- _Source document_:
------------------------------------------------------------------------

When does a baby take its first breath?

I said fun not just less stressful.

:dubious: That would be fun for the mother, but how is that fun for the baby?

I believe Bryan is referring to the baby’s experience during labor and delivery, not the mother’s. :wink:

Bryan, why should being born hurt? The uterine contractions squeeze the baby–but squeezing doesn’t hurt. And same thing with the baby being squeezed down through the vagina and out through the pelvis; the whole point is that the vagina is extremely elastic, and stretches to accommodate the baby, not the other way around.

And the way the mother’s pelvic opening also literally stretches to accommodate the baby is legendary among new mothers who are dismayed to find they can no longer fit into their size 8 skirts even after they’ve lost the “baby weight”. Your hips just never go back.

The birth process is a long, slow process of gradually molding both the mother and baby’s bodies to accommodate each other. Things stretch and “give”, nothing is forced. The baby isn’t being painfully ejected or thrust out abruptly; she’s being very slowly squeezed out from a tube of toothpaste. What part of that would hurt?

Well, it’s not something I’m eager to relive.

------------------------------------------------------------------------

Records from a collection:

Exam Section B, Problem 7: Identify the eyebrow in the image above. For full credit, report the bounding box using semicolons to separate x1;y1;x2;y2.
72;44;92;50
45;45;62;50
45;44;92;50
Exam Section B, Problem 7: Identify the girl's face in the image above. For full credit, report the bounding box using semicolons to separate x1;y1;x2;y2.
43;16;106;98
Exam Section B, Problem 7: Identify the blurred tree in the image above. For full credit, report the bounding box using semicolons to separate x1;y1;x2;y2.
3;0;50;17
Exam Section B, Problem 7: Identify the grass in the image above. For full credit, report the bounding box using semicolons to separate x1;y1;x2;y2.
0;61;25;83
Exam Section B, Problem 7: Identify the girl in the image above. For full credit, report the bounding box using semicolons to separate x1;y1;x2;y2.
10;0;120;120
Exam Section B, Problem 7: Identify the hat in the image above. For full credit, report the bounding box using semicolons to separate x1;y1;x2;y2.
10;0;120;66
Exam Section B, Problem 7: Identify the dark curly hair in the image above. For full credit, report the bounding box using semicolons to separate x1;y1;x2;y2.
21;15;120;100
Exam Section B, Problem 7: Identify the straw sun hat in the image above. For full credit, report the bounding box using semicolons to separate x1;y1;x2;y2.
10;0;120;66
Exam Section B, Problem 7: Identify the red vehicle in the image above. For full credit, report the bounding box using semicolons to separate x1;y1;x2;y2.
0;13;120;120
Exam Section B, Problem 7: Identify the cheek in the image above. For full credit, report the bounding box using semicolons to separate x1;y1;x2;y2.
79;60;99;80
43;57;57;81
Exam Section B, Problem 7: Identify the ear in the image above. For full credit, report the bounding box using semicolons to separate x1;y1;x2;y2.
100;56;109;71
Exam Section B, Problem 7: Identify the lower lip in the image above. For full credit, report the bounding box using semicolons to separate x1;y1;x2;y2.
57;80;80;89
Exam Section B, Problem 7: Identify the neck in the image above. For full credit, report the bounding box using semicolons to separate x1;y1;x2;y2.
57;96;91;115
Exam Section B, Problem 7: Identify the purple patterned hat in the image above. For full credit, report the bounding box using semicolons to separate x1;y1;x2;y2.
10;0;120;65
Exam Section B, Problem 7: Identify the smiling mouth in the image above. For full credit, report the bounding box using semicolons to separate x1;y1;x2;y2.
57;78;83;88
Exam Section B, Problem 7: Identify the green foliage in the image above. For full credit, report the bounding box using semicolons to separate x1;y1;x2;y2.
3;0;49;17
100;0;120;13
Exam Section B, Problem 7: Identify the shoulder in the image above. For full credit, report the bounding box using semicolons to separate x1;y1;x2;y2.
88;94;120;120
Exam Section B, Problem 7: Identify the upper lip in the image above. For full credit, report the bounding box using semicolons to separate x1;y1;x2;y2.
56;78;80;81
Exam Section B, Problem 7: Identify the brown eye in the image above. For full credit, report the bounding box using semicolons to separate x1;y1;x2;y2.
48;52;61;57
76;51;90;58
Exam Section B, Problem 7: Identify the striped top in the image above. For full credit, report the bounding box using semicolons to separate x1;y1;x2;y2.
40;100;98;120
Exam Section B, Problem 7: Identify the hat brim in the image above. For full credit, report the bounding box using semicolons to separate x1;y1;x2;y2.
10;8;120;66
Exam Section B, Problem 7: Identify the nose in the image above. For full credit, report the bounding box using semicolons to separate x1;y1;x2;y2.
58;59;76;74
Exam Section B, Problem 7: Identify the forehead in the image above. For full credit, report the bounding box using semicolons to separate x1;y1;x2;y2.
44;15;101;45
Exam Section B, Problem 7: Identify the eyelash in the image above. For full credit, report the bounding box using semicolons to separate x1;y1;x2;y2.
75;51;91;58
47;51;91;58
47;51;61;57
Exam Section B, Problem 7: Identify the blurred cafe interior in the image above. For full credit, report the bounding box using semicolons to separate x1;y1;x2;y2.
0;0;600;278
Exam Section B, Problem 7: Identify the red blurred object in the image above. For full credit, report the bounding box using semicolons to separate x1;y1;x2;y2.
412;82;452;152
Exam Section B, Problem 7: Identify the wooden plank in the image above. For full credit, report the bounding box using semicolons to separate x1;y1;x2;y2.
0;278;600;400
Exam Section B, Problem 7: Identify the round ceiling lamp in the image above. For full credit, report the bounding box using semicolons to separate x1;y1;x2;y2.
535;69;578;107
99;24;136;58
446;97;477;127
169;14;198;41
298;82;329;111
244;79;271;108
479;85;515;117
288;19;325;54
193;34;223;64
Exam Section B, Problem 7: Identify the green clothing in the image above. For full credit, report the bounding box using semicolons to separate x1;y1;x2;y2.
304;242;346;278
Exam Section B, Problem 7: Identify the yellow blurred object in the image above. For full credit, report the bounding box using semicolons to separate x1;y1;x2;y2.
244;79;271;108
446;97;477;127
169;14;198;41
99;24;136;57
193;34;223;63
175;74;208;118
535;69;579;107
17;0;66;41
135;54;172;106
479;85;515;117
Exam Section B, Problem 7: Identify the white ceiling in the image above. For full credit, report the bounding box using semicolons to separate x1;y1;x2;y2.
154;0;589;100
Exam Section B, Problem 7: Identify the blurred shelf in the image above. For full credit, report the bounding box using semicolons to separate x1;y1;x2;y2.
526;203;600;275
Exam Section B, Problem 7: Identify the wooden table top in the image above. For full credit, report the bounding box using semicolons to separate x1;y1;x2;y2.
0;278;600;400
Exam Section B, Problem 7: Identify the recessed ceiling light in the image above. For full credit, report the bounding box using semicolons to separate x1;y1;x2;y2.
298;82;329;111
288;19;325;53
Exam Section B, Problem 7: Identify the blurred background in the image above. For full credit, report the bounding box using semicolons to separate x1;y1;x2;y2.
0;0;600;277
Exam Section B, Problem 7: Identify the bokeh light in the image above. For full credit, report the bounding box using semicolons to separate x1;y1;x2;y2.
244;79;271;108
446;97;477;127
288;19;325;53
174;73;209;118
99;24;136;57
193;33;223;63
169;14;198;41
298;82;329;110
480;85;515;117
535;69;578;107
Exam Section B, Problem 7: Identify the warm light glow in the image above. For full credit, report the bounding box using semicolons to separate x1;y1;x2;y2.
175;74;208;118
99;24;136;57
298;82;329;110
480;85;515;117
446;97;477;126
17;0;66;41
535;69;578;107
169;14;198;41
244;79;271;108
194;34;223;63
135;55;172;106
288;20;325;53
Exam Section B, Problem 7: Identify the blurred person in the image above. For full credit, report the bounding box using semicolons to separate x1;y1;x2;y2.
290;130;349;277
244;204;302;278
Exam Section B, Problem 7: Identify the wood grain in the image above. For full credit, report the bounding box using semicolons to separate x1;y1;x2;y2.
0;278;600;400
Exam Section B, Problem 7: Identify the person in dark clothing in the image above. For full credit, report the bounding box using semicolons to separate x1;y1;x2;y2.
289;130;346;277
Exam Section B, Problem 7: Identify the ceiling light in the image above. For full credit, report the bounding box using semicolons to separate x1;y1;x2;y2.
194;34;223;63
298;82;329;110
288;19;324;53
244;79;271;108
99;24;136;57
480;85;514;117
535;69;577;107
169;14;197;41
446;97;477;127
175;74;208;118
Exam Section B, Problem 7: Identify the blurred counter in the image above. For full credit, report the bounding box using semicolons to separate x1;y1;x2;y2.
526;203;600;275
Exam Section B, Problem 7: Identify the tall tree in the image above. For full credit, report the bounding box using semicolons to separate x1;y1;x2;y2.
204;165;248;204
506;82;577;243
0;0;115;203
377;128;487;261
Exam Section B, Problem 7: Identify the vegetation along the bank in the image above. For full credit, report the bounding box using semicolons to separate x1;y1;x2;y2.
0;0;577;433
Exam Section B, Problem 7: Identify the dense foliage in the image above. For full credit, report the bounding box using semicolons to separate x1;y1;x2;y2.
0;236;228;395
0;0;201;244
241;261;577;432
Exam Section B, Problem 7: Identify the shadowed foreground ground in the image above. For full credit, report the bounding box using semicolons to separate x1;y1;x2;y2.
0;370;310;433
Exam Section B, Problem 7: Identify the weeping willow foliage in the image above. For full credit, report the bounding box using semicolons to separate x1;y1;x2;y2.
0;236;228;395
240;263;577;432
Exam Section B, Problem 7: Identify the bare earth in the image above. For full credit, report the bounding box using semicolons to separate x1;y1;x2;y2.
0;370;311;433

------------------------------------------------------------------------

- _Study questions_:
(a) Please reproduce the discussion about birth word for word, from "And the way" to "eager to relive.".
(b) In the discussion about birth, what do new mothers find they can no longer fit into, even after losing the "baby weight"?
(c) Write the next part of the discussion about birth, picking up after its final line.

- _Per-task answers_:
(a)
And the way the mother’s pelvic opening also literally stretches to accommodate the baby is legendary among new mothers who are dismayed to find they can no longer fit into their size 8 skirts even after they’ve lost the “baby weight”. Your hips just never go back.

The birth process is a long, slow process of gradually molding both the mother and baby’s bodies to accommodate each other. Things stretch and “give”, nothing is forced. The baby isn’t being painfully ejected or thrust out abruptly; she’s being very slowly squeezed out from a tube of toothpaste. What part of that would hurt?

Well, it’s not something I’m eager to relive.

(b) Their size 8 skirts.

(c)
Only problem is there are plenty of non ideal situations. As wonderful as such warm fuzzy ideals might be to consider they last about 2 minutes in court when someone is suing their OB for not intervening earlier.

And it’s exactly this kind of thinking which has put us in the position of having the second highest infant mortality rate in developed nations, IMHO. Notice that most of our infant deaths are because of babies born too soon, not because of inadequate prenatal care.

I don’t see that changing until reforms are made in medical malpractice law: you’re right, doctors are terrified of lawsuits and many of the OBs in my area are no longer delivering because of the malpractice insurance rates. Yet home birth is still illegal in my state. Who is going to safely deliver the babies when the lay midwifes can’t and the doctors won’t? We’re creating an environment where the emergency room will be the only place to admit for delivery, with doctors unfamiliar to the mother or her case, and that can’t be the best solution, can it?

Believe me, I know that the warm fuzzy ideals of childbirth don’t always pan out - I’m one of those mothers who planned a water birth and ended up with a micropreemie c-section. But our current practice of anticipating the worst is *creating *the worst, and something’s got to change.

Sure you don’t wanna sign up for age regression therapy? Relive your primal birth experience, not to mention all those fond intrauterine memories? :smiley:

That does happen to remind me, though, of a spate of crime shows that had someone dying during “rebirthing therapy” as the case-du-jour. In a span of about two years, I’m pretty sure Law & Order, CSI and maybe Crossing Jordan all had episodes about it.